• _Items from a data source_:
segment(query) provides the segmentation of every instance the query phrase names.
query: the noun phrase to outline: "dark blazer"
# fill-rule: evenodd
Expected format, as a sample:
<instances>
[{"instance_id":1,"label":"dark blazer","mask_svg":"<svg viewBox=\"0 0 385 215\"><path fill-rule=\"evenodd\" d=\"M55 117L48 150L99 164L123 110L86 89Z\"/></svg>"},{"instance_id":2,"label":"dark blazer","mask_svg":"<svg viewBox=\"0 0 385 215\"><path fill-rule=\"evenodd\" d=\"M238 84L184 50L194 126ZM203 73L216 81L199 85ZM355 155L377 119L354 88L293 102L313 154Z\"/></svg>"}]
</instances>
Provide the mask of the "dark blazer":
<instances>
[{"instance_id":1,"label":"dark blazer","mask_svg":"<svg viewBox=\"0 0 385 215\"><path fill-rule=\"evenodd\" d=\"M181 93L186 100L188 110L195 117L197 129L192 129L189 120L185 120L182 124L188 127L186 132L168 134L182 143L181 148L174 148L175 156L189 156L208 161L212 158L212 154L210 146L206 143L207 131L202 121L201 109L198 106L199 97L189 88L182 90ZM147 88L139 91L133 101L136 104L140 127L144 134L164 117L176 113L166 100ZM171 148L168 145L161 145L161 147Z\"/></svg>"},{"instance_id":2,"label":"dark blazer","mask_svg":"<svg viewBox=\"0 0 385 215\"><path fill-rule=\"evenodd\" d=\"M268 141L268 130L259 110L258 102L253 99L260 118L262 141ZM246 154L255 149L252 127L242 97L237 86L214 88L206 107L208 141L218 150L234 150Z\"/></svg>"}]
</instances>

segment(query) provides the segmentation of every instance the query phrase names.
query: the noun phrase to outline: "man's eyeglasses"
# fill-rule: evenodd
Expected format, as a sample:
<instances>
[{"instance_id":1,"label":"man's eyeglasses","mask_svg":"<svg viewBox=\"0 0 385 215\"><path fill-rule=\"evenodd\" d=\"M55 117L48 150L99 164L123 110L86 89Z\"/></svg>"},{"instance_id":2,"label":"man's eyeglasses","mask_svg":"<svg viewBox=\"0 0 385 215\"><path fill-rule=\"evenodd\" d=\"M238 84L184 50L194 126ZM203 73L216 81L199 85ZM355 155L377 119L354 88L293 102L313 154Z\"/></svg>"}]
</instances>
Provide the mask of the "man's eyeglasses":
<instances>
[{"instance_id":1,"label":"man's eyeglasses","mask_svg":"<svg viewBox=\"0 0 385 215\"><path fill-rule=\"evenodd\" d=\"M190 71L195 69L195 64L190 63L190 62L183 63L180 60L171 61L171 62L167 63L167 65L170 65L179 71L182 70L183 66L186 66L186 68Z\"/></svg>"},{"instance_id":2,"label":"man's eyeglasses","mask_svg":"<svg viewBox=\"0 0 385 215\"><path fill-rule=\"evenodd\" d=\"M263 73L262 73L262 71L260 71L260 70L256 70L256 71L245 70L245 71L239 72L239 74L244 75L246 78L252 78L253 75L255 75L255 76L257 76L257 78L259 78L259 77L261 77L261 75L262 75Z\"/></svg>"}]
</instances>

• _ACTIVITY_: The output should restate the data exactly, with no line missing.

• _OUTPUT FOR THIS EXERCISE_:
segment(query) provides the segmentation of every instance the query phrase names.
query: the noun phrase to outline: "dark blazer"
# fill-rule: evenodd
Expected format, as a sample:
<instances>
[{"instance_id":1,"label":"dark blazer","mask_svg":"<svg viewBox=\"0 0 385 215\"><path fill-rule=\"evenodd\" d=\"M55 117L48 150L99 164L123 110L86 89Z\"/></svg>"},{"instance_id":2,"label":"dark blazer","mask_svg":"<svg viewBox=\"0 0 385 215\"><path fill-rule=\"evenodd\" d=\"M238 84L184 50L194 126ZM203 73L216 81L199 85ZM355 155L377 119L354 88L293 102L313 154Z\"/></svg>"}]
</instances>
Provide the mask of the "dark blazer":
<instances>
[{"instance_id":1,"label":"dark blazer","mask_svg":"<svg viewBox=\"0 0 385 215\"><path fill-rule=\"evenodd\" d=\"M181 93L186 100L188 110L195 117L197 129L192 129L189 120L185 120L182 124L188 127L186 132L168 134L182 143L181 148L174 148L175 156L189 156L208 161L212 158L212 154L210 146L206 143L207 131L202 121L201 109L198 106L199 97L189 88L182 90ZM147 88L139 91L133 101L136 104L140 127L144 134L164 117L176 113L166 100ZM171 148L168 145L161 145L161 147Z\"/></svg>"},{"instance_id":2,"label":"dark blazer","mask_svg":"<svg viewBox=\"0 0 385 215\"><path fill-rule=\"evenodd\" d=\"M268 141L268 130L259 110L258 102L253 99L260 118L262 141ZM246 154L255 149L252 127L242 97L237 86L214 88L206 107L208 141L218 150L234 150Z\"/></svg>"}]
</instances>

segment(query) provides the segmentation of every instance the query phrase names.
query: the noun phrase to outline: "man's eyeglasses"
# fill-rule: evenodd
Expected format, as a sample:
<instances>
[{"instance_id":1,"label":"man's eyeglasses","mask_svg":"<svg viewBox=\"0 0 385 215\"><path fill-rule=\"evenodd\" d=\"M55 117L48 150L99 164L123 110L86 89Z\"/></svg>"},{"instance_id":2,"label":"man's eyeglasses","mask_svg":"<svg viewBox=\"0 0 385 215\"><path fill-rule=\"evenodd\" d=\"M238 84L184 50L194 126ZM203 73L216 81L199 85ZM355 155L377 119L354 88L293 102L313 154Z\"/></svg>"}]
</instances>
Provide the mask of the "man's eyeglasses":
<instances>
[{"instance_id":1,"label":"man's eyeglasses","mask_svg":"<svg viewBox=\"0 0 385 215\"><path fill-rule=\"evenodd\" d=\"M190 71L195 69L195 64L190 63L190 62L183 63L180 60L171 61L171 62L167 63L167 65L170 65L179 71L182 70L183 66L186 66L186 68Z\"/></svg>"},{"instance_id":2,"label":"man's eyeglasses","mask_svg":"<svg viewBox=\"0 0 385 215\"><path fill-rule=\"evenodd\" d=\"M263 73L262 73L262 71L260 71L260 70L256 70L256 71L245 70L245 71L239 72L239 74L244 75L246 78L252 78L253 75L255 75L255 76L257 76L257 78L259 78L259 77L261 77L261 75L262 75Z\"/></svg>"}]
</instances>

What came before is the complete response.